Entries from an annotation dataset:
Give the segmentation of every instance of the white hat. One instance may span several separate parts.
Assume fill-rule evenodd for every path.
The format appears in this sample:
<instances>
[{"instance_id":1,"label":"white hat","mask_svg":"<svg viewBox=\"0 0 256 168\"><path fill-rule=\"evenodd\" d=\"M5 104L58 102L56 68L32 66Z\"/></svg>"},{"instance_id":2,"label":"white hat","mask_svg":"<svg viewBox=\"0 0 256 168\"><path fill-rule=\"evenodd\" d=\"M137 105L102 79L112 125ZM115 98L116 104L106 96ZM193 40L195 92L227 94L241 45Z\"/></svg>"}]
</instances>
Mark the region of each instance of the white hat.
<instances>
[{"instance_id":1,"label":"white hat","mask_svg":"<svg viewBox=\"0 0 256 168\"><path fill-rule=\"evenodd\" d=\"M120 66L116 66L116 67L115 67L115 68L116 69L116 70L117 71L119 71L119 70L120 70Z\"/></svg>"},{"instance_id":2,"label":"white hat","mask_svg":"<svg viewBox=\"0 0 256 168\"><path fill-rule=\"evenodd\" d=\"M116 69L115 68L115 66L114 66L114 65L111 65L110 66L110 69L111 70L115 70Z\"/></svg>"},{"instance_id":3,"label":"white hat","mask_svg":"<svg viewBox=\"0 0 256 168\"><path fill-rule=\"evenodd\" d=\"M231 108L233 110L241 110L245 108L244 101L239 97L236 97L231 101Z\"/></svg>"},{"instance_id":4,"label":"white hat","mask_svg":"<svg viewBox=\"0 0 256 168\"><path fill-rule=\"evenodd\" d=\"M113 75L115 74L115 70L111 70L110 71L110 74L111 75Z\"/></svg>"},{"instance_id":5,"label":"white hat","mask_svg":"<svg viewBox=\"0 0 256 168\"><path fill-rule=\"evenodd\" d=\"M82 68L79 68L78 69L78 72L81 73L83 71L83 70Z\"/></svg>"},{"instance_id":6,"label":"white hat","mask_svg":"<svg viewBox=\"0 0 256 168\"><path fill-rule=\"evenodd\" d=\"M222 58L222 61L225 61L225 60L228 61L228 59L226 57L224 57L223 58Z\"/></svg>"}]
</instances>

WHAT TO PRODUCE: Rewrite the listing as a two-column CSV with the headers "instruction" and "output", putting each instruction text under the first header and its answer under the second. Enclose each field in quotes and turn its line breaks into spaces.

COMPLETED EXERCISE:
instruction,output
"Give the segmentation of every instance of the white hat. One instance may span several separate parts. Assume fill-rule evenodd for every path. The format appears in this sample: <instances> [{""instance_id"":1,""label"":""white hat"",""mask_svg"":""<svg viewBox=\""0 0 256 168\""><path fill-rule=\""evenodd\"" d=\""M5 104L58 102L56 68L32 66Z\""/></svg>""},{""instance_id"":2,""label"":""white hat"",""mask_svg"":""<svg viewBox=\""0 0 256 168\""><path fill-rule=\""evenodd\"" d=\""M137 105L102 79L112 125ZM115 98L116 104L106 96ZM193 40L195 92L227 94L241 45Z\""/></svg>""}] </instances> Mark the region of each instance of the white hat.","<instances> [{""instance_id"":1,""label"":""white hat"",""mask_svg"":""<svg viewBox=\""0 0 256 168\""><path fill-rule=\""evenodd\"" d=\""M120 66L116 66L116 67L115 67L115 68L116 69L116 70L117 71L119 71L119 70L120 70Z\""/></svg>""},{""instance_id"":2,""label"":""white hat"",""mask_svg"":""<svg viewBox=\""0 0 256 168\""><path fill-rule=\""evenodd\"" d=\""M116 69L115 68L115 66L114 66L114 65L111 65L110 66L110 69L111 70L115 70Z\""/></svg>""},{""instance_id"":3,""label"":""white hat"",""mask_svg"":""<svg viewBox=\""0 0 256 168\""><path fill-rule=\""evenodd\"" d=\""M231 108L233 110L241 110L245 108L244 101L239 97L236 97L231 101Z\""/></svg>""},{""instance_id"":4,""label"":""white hat"",""mask_svg"":""<svg viewBox=\""0 0 256 168\""><path fill-rule=\""evenodd\"" d=\""M113 75L115 74L115 70L111 70L110 71L110 74L111 75Z\""/></svg>""},{""instance_id"":5,""label"":""white hat"",""mask_svg"":""<svg viewBox=\""0 0 256 168\""><path fill-rule=\""evenodd\"" d=\""M82 68L79 68L78 69L78 72L81 73L83 71L83 70Z\""/></svg>""},{""instance_id"":6,""label"":""white hat"",""mask_svg"":""<svg viewBox=\""0 0 256 168\""><path fill-rule=\""evenodd\"" d=\""M222 58L222 61L225 61L225 60L228 61L228 59L226 57L224 57L223 58Z\""/></svg>""}] </instances>"